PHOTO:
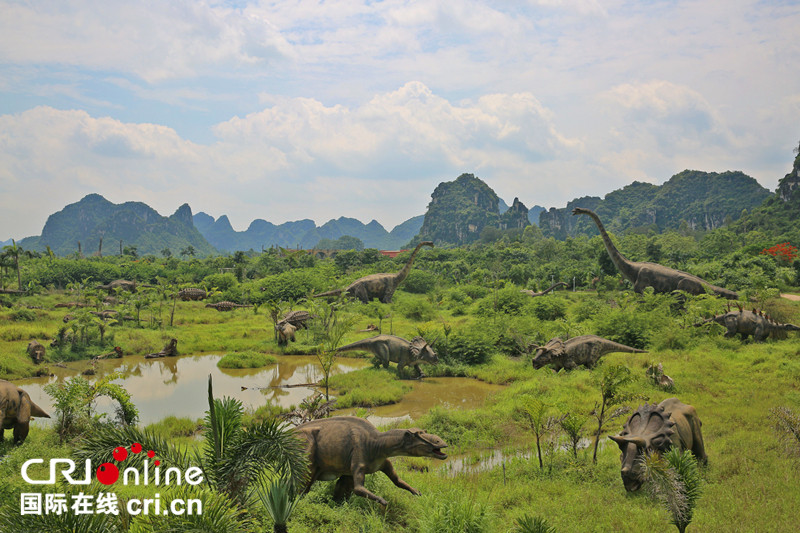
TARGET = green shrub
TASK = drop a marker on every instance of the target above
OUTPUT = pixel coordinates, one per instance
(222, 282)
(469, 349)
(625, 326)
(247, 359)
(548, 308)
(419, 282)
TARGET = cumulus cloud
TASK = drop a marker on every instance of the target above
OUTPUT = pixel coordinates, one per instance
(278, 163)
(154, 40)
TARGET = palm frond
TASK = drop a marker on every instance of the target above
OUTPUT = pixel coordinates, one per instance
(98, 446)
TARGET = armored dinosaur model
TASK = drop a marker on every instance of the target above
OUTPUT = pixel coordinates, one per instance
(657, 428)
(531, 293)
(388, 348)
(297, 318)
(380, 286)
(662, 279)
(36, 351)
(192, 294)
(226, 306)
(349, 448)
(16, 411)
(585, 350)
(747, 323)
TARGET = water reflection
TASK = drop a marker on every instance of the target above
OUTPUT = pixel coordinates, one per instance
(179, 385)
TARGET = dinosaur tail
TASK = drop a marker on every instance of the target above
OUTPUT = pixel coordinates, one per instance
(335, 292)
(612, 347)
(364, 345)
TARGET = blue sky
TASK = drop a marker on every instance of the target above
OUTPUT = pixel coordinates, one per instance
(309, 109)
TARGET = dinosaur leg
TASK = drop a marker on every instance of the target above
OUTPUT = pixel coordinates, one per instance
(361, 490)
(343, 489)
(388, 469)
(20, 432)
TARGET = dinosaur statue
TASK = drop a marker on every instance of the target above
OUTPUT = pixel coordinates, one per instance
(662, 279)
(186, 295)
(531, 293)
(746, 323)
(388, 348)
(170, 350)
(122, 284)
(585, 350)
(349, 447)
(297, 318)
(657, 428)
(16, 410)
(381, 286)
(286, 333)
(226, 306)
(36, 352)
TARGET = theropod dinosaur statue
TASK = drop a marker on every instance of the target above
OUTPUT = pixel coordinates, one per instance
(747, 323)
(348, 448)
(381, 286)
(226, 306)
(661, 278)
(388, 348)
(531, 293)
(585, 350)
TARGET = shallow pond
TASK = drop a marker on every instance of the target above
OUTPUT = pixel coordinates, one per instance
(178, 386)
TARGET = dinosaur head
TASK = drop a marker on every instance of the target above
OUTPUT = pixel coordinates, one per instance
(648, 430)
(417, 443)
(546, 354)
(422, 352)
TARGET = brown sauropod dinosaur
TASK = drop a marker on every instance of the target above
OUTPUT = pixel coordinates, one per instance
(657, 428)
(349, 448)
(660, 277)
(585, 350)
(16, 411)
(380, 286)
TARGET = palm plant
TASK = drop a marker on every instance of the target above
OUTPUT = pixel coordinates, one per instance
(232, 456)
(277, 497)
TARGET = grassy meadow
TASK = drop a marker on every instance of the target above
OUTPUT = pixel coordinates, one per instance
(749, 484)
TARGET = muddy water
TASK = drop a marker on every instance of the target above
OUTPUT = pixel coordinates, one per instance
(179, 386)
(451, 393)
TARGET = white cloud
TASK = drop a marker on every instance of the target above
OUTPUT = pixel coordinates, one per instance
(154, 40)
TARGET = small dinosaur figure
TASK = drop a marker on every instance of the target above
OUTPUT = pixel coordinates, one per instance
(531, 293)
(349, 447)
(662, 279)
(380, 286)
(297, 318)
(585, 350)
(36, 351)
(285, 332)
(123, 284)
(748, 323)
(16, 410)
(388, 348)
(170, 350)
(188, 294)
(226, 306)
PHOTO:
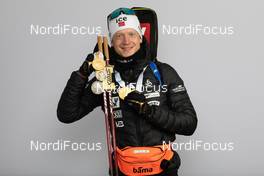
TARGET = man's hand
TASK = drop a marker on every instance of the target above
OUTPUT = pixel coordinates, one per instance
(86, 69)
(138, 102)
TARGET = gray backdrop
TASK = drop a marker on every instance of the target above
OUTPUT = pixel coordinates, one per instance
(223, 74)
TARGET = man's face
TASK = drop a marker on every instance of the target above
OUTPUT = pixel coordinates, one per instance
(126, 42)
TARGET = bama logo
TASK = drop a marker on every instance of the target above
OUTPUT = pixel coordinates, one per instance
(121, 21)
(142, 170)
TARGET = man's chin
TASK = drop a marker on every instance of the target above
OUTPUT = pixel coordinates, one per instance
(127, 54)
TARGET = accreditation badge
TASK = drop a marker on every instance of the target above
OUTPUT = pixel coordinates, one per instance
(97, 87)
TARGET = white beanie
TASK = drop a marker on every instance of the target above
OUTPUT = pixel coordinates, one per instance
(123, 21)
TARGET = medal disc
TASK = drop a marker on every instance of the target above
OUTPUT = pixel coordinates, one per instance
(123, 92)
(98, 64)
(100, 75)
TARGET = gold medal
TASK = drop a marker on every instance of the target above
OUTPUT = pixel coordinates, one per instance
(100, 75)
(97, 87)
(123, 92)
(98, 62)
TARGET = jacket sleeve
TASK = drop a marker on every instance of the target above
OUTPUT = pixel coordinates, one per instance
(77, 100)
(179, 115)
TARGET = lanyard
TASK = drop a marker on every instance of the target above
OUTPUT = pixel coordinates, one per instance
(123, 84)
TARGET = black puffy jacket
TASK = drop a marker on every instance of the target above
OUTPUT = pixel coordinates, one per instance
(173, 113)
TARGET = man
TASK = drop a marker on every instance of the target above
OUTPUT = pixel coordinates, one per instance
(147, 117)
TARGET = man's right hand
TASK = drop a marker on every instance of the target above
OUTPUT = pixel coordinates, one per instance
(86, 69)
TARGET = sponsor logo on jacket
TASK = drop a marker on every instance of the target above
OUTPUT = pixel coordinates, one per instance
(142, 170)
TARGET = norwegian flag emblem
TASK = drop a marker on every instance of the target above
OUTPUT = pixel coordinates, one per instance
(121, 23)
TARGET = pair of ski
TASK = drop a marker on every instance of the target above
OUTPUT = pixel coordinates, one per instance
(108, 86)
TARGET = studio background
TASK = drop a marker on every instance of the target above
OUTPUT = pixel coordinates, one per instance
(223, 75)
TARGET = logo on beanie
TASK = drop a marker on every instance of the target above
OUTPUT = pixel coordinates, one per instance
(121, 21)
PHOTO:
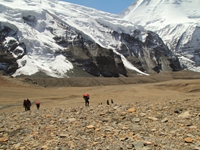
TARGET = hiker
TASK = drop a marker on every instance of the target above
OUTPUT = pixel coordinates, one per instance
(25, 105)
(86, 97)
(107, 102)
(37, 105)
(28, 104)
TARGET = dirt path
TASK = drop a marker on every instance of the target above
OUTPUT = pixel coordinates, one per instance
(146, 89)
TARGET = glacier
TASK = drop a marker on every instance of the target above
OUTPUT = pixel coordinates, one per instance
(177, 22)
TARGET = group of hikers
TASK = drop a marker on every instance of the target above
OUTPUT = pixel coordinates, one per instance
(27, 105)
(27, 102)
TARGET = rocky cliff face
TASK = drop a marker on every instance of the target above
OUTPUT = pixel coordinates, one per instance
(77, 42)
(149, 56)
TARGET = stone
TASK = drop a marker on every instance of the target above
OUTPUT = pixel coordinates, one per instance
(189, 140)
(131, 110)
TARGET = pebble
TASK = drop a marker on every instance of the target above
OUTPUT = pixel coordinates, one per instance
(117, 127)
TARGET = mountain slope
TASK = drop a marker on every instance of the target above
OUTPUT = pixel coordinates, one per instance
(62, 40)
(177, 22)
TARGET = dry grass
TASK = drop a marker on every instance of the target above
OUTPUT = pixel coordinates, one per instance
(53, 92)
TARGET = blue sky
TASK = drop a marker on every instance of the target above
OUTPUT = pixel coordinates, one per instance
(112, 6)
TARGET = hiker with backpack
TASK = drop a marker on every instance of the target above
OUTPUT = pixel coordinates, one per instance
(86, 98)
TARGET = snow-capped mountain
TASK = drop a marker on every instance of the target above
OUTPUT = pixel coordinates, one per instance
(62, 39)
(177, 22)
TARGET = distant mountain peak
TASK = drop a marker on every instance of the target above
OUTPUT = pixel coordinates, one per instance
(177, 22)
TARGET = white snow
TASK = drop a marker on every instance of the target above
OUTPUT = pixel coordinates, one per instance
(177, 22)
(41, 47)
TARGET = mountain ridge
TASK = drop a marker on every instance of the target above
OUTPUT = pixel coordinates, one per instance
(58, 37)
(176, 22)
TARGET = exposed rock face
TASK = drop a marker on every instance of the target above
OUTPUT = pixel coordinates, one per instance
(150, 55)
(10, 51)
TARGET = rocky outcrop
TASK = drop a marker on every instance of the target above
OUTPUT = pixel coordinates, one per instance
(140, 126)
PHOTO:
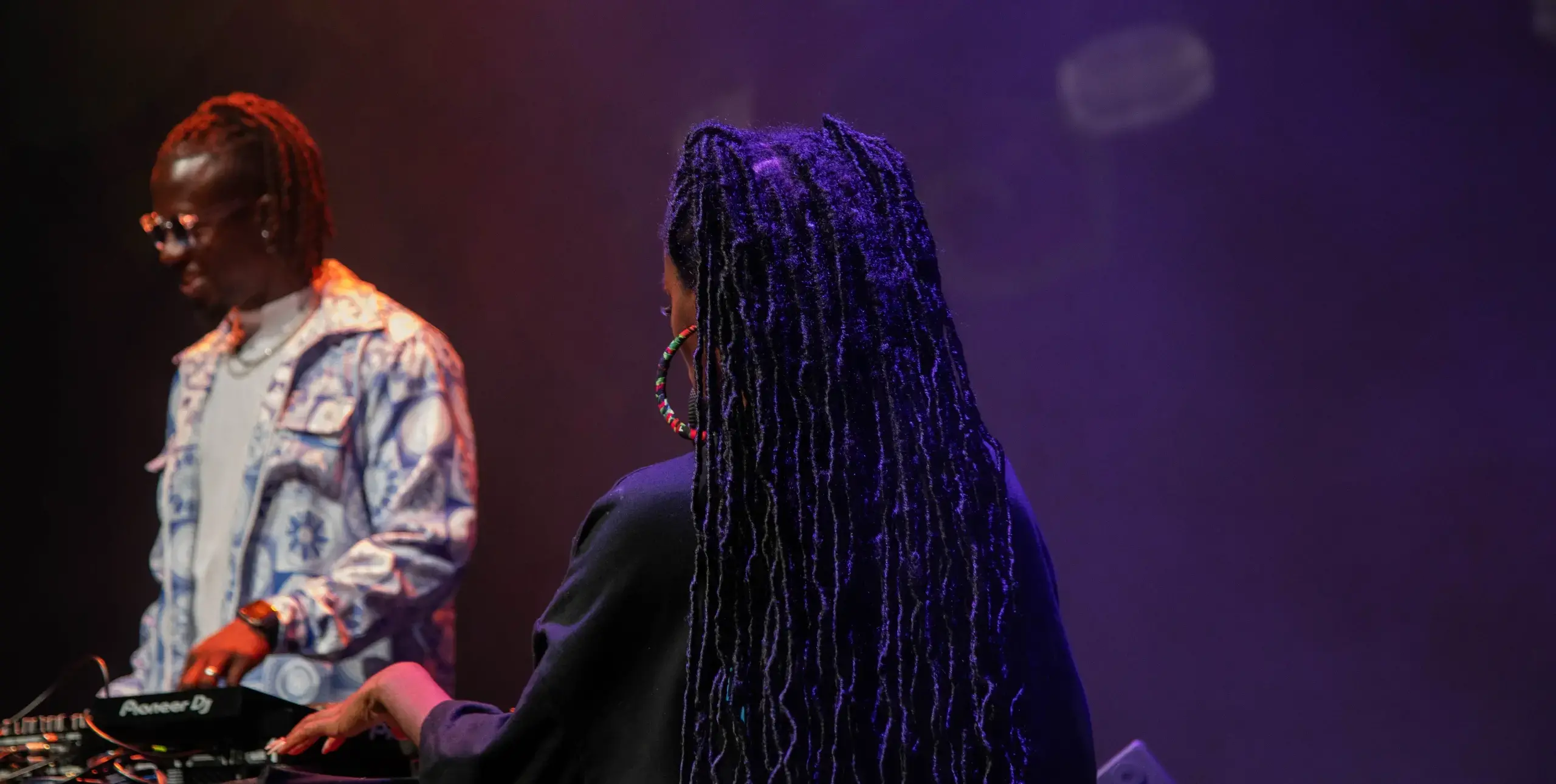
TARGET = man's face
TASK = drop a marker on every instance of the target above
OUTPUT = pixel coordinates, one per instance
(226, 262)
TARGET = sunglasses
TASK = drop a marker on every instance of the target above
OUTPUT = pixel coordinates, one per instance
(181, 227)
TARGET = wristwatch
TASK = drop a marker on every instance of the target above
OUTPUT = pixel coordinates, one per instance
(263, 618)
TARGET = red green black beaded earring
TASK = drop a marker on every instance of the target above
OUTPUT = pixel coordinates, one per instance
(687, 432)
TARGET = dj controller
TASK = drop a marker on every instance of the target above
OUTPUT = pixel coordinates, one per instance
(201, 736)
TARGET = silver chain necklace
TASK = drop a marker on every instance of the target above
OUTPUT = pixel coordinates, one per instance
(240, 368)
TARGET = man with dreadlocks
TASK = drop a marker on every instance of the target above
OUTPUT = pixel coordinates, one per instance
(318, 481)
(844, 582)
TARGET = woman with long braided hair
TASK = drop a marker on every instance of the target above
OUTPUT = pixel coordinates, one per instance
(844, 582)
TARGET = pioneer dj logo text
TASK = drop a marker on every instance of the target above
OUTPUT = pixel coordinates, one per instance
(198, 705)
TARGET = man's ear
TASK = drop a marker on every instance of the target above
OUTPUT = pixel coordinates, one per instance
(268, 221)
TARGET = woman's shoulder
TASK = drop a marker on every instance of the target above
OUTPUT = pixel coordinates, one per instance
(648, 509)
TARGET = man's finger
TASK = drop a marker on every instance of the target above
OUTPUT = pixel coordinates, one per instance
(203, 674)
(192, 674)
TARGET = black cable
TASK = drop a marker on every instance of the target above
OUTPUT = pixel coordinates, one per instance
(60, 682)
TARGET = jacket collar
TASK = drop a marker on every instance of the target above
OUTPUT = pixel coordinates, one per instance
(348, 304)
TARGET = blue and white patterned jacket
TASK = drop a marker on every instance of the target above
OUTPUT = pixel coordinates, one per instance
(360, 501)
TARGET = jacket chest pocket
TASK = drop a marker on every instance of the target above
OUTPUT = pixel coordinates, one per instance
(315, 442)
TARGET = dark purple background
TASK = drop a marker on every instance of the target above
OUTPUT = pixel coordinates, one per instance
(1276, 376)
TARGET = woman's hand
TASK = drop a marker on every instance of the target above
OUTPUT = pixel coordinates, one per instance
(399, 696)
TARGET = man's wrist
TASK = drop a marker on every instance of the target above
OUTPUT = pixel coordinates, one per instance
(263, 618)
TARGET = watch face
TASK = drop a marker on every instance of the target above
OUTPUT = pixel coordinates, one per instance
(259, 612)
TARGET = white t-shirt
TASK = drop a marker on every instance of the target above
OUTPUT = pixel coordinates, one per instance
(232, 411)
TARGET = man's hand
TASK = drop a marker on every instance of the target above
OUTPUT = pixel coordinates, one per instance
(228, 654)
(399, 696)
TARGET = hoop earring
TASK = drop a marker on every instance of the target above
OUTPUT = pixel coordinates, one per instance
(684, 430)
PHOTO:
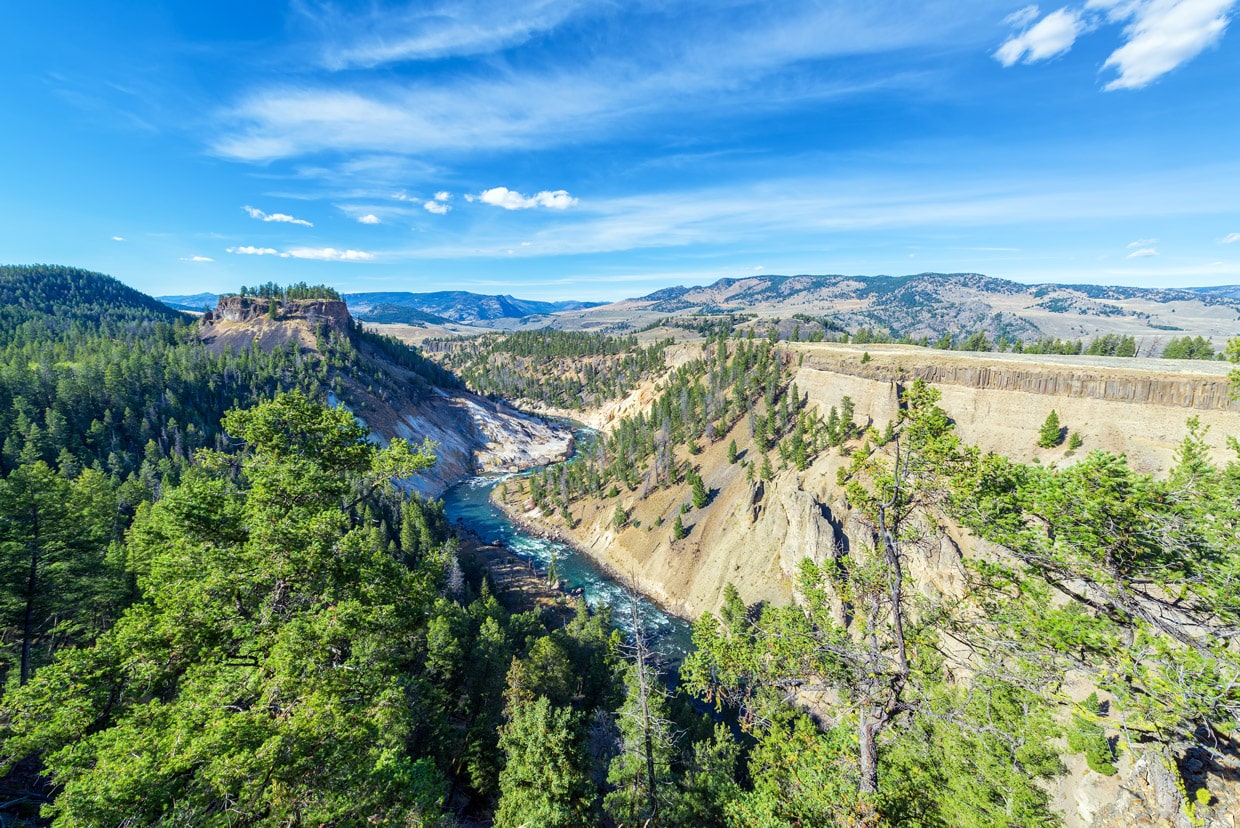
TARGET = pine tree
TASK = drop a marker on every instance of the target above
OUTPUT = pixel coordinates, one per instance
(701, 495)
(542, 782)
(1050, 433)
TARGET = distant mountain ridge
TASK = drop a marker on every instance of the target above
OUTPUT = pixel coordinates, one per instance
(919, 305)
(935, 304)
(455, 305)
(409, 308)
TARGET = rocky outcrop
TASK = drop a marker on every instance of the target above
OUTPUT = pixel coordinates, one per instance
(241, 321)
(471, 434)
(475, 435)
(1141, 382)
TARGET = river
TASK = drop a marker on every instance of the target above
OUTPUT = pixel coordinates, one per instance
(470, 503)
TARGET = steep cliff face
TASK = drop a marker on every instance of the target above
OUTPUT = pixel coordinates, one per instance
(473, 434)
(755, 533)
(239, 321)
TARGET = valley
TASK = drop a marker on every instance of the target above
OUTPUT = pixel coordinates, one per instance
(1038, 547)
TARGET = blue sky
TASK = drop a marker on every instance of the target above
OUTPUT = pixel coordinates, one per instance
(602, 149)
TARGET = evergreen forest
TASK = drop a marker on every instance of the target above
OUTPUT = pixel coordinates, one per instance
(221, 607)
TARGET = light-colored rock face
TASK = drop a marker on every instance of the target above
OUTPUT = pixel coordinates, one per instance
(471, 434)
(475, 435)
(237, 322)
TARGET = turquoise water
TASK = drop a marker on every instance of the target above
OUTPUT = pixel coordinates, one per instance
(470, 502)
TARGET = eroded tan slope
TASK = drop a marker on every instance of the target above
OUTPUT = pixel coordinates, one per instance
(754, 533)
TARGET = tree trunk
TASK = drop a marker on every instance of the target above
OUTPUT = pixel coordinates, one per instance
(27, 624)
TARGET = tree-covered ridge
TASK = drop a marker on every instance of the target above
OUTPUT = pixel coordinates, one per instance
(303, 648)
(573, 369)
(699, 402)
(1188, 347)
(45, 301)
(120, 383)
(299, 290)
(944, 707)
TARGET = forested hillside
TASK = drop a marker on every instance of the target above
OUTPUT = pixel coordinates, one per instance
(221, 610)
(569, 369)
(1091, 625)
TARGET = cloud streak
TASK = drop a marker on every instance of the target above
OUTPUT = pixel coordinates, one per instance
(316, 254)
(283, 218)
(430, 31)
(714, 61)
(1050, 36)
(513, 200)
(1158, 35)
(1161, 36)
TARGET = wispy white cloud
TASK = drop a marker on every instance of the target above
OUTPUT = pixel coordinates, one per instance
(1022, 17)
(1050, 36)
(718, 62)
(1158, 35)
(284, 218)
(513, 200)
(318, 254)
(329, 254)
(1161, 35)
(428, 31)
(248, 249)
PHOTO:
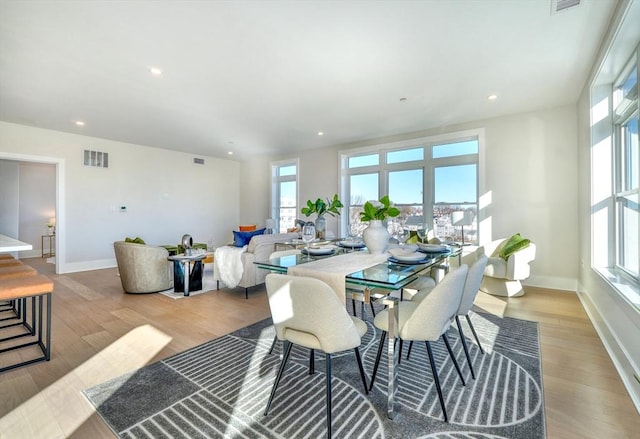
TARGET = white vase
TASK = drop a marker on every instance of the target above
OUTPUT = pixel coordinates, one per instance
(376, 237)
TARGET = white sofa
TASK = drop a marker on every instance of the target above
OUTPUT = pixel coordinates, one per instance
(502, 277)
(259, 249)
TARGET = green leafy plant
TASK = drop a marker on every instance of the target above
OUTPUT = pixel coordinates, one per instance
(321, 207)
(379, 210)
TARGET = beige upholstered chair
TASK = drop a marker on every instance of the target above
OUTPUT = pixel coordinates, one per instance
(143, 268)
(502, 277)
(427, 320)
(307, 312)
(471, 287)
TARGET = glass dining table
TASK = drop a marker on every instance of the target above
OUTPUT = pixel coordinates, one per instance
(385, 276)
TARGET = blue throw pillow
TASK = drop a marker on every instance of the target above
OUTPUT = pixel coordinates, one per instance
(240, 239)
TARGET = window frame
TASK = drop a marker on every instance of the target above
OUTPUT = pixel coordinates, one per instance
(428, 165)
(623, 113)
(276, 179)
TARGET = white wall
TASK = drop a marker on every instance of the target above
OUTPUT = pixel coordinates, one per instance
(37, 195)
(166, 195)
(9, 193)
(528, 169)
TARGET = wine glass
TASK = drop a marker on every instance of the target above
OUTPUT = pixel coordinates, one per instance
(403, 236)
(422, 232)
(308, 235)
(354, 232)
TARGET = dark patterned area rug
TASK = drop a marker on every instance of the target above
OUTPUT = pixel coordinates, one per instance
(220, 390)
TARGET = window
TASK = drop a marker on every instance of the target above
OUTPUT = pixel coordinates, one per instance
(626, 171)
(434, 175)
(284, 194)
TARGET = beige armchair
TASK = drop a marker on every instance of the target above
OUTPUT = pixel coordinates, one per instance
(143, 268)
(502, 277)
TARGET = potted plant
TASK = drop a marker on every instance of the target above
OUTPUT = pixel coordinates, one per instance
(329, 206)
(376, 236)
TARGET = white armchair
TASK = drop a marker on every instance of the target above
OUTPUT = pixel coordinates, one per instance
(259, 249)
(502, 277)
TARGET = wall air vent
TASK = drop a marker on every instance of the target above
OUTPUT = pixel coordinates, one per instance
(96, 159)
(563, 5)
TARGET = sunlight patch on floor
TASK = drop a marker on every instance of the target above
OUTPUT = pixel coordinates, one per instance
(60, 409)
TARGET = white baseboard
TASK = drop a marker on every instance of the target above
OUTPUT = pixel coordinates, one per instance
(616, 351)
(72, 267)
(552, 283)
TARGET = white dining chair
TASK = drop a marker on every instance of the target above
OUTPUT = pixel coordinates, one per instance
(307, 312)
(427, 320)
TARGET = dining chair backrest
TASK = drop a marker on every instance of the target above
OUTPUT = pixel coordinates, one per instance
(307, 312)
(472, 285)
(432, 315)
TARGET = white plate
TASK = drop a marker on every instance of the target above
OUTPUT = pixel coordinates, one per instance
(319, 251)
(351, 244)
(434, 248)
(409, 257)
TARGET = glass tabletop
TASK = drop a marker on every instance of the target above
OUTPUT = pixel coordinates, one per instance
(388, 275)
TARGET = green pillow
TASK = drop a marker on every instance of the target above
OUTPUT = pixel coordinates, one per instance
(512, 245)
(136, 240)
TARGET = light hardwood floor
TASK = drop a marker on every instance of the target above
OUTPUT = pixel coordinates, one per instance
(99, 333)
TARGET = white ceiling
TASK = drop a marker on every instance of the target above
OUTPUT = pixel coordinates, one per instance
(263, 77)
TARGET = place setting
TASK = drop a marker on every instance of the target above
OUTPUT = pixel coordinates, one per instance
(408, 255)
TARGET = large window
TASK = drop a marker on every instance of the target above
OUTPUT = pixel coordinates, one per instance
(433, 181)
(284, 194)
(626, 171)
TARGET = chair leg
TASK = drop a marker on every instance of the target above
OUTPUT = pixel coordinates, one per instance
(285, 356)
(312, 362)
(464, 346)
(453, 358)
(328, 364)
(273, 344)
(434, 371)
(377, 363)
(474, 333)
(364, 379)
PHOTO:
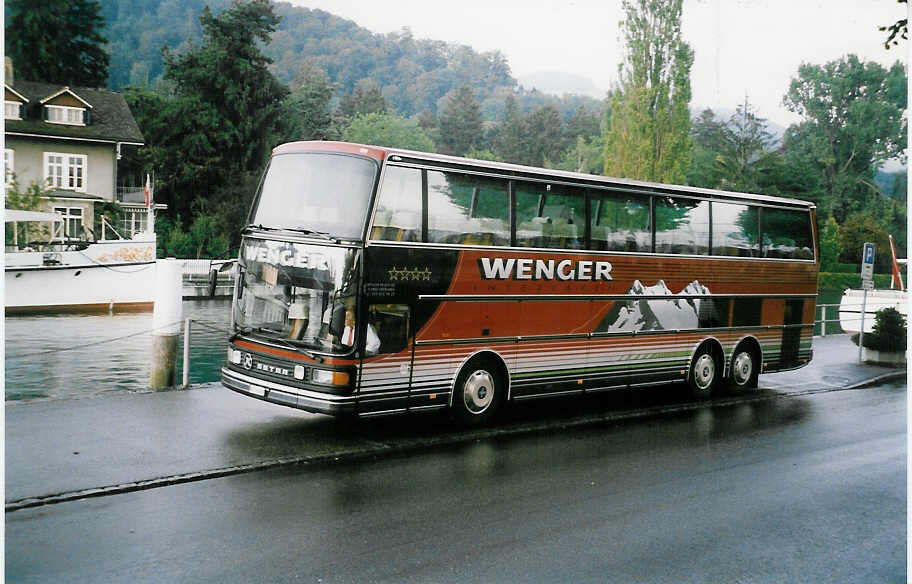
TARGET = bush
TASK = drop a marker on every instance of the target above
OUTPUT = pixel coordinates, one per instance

★ ★ ★ ★

Leaving out every picture, copy exactly the lines from the one that contains "TARGET = white ceiling" through the end of the entries above.

**Exercise response:**
TARGET = white ceiling
TASK = drop a marker on every instance of the target above
OUTPUT = pixel coordinates, one per instance
(263, 77)
TARGET = place setting
TASK = drop a marker on every instance of the target above
OUTPUT = pixel coordinates, one per instance
(408, 255)
TARGET = large window
TASK = drop a marker on every instance of the target above
OUTPUT = pixel coordinates, one per instance
(433, 181)
(284, 194)
(626, 171)
TARGET = chair leg
TASK = drop a marker on every instance of the target above
OUTPUT = pixel coordinates, one per instance
(285, 356)
(312, 362)
(464, 346)
(453, 358)
(328, 364)
(273, 344)
(434, 371)
(377, 363)
(474, 333)
(364, 379)
PHOTO:
TARGET = bush
TASK = drop a marker on every instance of the target above
OUTPUT = pixel coordinates, one per instance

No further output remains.